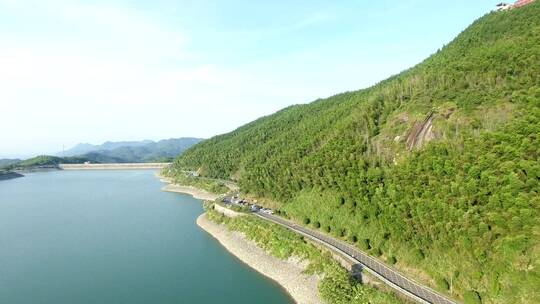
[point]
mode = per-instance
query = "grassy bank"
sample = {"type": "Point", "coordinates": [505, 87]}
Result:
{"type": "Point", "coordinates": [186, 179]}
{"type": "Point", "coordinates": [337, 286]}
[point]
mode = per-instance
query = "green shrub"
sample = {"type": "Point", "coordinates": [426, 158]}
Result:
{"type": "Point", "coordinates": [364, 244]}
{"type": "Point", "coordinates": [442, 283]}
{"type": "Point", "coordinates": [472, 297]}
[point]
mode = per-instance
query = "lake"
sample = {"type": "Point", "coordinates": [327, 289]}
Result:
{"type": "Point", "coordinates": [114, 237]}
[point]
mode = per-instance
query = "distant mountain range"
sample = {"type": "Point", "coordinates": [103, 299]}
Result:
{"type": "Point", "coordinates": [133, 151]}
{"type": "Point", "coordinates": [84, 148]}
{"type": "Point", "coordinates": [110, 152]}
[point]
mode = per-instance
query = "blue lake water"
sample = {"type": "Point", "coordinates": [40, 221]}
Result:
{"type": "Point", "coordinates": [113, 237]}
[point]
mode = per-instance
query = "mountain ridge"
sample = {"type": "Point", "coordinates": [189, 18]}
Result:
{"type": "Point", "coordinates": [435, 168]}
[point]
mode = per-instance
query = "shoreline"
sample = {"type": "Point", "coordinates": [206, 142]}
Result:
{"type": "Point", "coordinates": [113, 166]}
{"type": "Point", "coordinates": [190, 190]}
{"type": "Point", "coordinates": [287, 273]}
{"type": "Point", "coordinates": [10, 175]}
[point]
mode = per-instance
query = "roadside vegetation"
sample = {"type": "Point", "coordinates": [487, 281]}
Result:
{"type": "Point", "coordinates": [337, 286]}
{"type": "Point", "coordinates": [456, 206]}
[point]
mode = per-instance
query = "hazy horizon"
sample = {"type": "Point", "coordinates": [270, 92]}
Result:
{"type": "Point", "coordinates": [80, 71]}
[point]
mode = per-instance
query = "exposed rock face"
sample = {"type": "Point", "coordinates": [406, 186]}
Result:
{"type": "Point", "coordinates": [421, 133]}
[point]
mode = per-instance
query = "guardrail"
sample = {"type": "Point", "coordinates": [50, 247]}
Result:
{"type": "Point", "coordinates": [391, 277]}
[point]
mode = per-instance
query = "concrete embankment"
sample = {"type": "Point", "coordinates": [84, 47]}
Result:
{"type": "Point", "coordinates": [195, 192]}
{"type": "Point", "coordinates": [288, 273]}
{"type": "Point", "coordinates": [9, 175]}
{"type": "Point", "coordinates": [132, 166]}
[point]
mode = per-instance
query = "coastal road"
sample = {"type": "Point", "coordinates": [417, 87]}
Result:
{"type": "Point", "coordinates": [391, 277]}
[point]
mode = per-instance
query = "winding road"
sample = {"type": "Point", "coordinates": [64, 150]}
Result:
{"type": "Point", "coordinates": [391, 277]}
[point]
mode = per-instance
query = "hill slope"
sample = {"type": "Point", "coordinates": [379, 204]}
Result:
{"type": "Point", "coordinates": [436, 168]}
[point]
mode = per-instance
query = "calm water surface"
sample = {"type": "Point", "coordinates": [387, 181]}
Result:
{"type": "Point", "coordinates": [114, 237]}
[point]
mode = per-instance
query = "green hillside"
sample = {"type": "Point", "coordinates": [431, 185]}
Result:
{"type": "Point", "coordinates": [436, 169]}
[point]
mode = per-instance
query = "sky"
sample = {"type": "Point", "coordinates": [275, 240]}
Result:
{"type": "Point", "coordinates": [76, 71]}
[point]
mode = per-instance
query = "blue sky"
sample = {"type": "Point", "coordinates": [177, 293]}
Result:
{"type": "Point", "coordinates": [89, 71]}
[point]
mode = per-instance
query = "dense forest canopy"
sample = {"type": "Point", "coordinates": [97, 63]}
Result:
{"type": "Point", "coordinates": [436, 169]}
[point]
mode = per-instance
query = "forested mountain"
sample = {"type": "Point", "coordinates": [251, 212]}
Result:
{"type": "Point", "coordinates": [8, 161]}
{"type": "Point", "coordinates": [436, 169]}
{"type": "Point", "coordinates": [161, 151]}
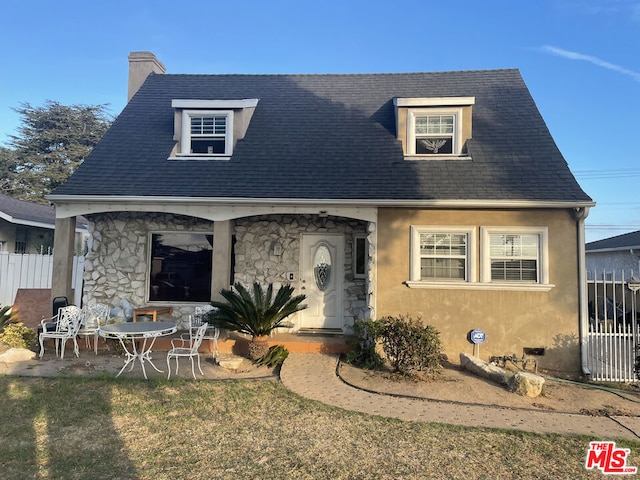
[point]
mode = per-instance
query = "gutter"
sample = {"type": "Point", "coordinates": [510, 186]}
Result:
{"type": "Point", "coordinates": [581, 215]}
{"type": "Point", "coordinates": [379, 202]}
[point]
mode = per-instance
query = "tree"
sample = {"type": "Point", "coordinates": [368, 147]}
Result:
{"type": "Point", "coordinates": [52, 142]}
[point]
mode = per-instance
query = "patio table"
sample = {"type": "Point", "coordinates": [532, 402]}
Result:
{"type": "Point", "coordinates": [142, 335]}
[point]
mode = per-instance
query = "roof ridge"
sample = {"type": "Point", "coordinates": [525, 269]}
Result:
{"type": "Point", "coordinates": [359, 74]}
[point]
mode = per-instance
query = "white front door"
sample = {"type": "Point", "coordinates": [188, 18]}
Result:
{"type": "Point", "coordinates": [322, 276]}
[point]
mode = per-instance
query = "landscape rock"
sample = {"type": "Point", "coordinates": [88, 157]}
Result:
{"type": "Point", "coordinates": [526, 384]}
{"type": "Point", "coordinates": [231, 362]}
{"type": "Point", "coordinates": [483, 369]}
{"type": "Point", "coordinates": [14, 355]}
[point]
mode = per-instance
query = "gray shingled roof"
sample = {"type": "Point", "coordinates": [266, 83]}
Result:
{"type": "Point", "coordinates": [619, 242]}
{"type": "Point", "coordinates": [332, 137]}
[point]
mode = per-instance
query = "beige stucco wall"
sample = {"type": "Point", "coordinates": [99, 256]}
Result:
· · · ·
** What the task requires **
Reproduce the full listing above verbatim, with no pictures included.

** Expected answer **
[point]
mode = per-instance
query = "grassy bank"
sample = {"type": "Point", "coordinates": [505, 87]}
Result:
{"type": "Point", "coordinates": [186, 179]}
{"type": "Point", "coordinates": [337, 286]}
[point]
mode = per-instance
query = "green shrub"
sample = {"type": "Point", "coordinates": [426, 158]}
Result:
{"type": "Point", "coordinates": [364, 244]}
{"type": "Point", "coordinates": [442, 283]}
{"type": "Point", "coordinates": [472, 297]}
[point]
mode = per-instance
query = "lake"
sample = {"type": "Point", "coordinates": [327, 289]}
Result:
{"type": "Point", "coordinates": [114, 237]}
[point]
mode = per-instance
query = "distant mountain range"
sample = {"type": "Point", "coordinates": [103, 299]}
Result:
{"type": "Point", "coordinates": [133, 151]}
{"type": "Point", "coordinates": [84, 148]}
{"type": "Point", "coordinates": [110, 152]}
[point]
mode = per-instance
query = "blue lake water"
sample = {"type": "Point", "coordinates": [40, 221]}
Result:
{"type": "Point", "coordinates": [113, 237]}
[point]
mode = per-instance
query = "mountain ridge"
sample = {"type": "Point", "coordinates": [189, 18]}
Result:
{"type": "Point", "coordinates": [435, 168]}
[point]
mode = per-instance
query = "shoreline"
sample = {"type": "Point", "coordinates": [206, 142]}
Result:
{"type": "Point", "coordinates": [113, 166]}
{"type": "Point", "coordinates": [190, 190]}
{"type": "Point", "coordinates": [287, 273]}
{"type": "Point", "coordinates": [10, 175]}
[point]
mode = per-instance
query = "roadside vegetation"
sample = {"type": "Point", "coordinates": [487, 281]}
Result:
{"type": "Point", "coordinates": [337, 286]}
{"type": "Point", "coordinates": [456, 206]}
[point]
mode = per-instance
query = "hazy horizon"
sample = {"type": "Point", "coordinates": [270, 92]}
Result:
{"type": "Point", "coordinates": [80, 71]}
[point]
mode = per-instance
query = "exposed rock face"
sample = {"type": "Point", "coordinates": [406, 186]}
Result:
{"type": "Point", "coordinates": [421, 133]}
[point]
mode = per-instance
query = "guardrail"
sample = {"type": "Point", "coordinates": [50, 247]}
Result:
{"type": "Point", "coordinates": [391, 277]}
[point]
mode = per-instance
query = "concrete embankment"
sample = {"type": "Point", "coordinates": [84, 47]}
Result:
{"type": "Point", "coordinates": [195, 192]}
{"type": "Point", "coordinates": [288, 273]}
{"type": "Point", "coordinates": [9, 175]}
{"type": "Point", "coordinates": [132, 166]}
[point]
mode = per-instance
query = "coastal road"
sample = {"type": "Point", "coordinates": [417, 87]}
Result:
{"type": "Point", "coordinates": [391, 277]}
[point]
mode = per-instance
query = "winding road"
sample = {"type": "Point", "coordinates": [64, 150]}
Result:
{"type": "Point", "coordinates": [391, 277]}
[point]
mode = per-instance
query = "hill slope"
sample = {"type": "Point", "coordinates": [379, 204]}
Result:
{"type": "Point", "coordinates": [436, 168]}
[point]
mode = per-instance
query = "calm water surface"
sample = {"type": "Point", "coordinates": [387, 181]}
Result:
{"type": "Point", "coordinates": [114, 237]}
[point]
mode = per-instance
query = "green hillside"
sample = {"type": "Point", "coordinates": [431, 185]}
Result:
{"type": "Point", "coordinates": [436, 169]}
[point]
mode = per-instance
query = "sky"
sample = {"type": "Point", "coordinates": [275, 240]}
Result:
{"type": "Point", "coordinates": [76, 71]}
[point]
mode = per-instance
query = "blue sky"
sample = {"type": "Point", "coordinates": [177, 293]}
Result:
{"type": "Point", "coordinates": [89, 71]}
[point]
mode = per-instance
query = "dense forest canopy"
sample = {"type": "Point", "coordinates": [97, 63]}
Result:
{"type": "Point", "coordinates": [436, 169]}
[point]
mode = per-instance
query = "forested mountain"
sample = {"type": "Point", "coordinates": [251, 212]}
Result:
{"type": "Point", "coordinates": [8, 161]}
{"type": "Point", "coordinates": [436, 169]}
{"type": "Point", "coordinates": [161, 151]}
[point]
mode = per-instance
query = "gutter"
sample = {"type": "Point", "coordinates": [510, 186]}
Result:
{"type": "Point", "coordinates": [581, 215]}
{"type": "Point", "coordinates": [379, 202]}
[point]
mode = per-instance
query = "tree"
sample = {"type": "Point", "coordinates": [368, 147]}
Result:
{"type": "Point", "coordinates": [52, 142]}
[point]
mode = per-instance
query = "patio table"
sample = {"type": "Point", "coordinates": [532, 402]}
Result:
{"type": "Point", "coordinates": [142, 335]}
[point]
mode = per-instance
query = "roof ridge"
sample = {"type": "Point", "coordinates": [525, 269]}
Result:
{"type": "Point", "coordinates": [359, 74]}
[point]
mode = per-instance
query = "white front door"
sample = {"type": "Point", "coordinates": [188, 18]}
Result:
{"type": "Point", "coordinates": [322, 276]}
[point]
mode = per-instance
query = "landscape rock"
sample = {"type": "Point", "coordinates": [88, 157]}
Result:
{"type": "Point", "coordinates": [526, 384]}
{"type": "Point", "coordinates": [231, 362]}
{"type": "Point", "coordinates": [483, 369]}
{"type": "Point", "coordinates": [14, 355]}
[point]
mode = per-instance
query = "gray shingled roof"
sample = {"type": "Point", "coordinates": [266, 83]}
Result:
{"type": "Point", "coordinates": [619, 242]}
{"type": "Point", "coordinates": [332, 137]}
[point]
mode = per-instance
query = "beige stucco wall"
sample = {"type": "Point", "coordinates": [99, 256]}
Result:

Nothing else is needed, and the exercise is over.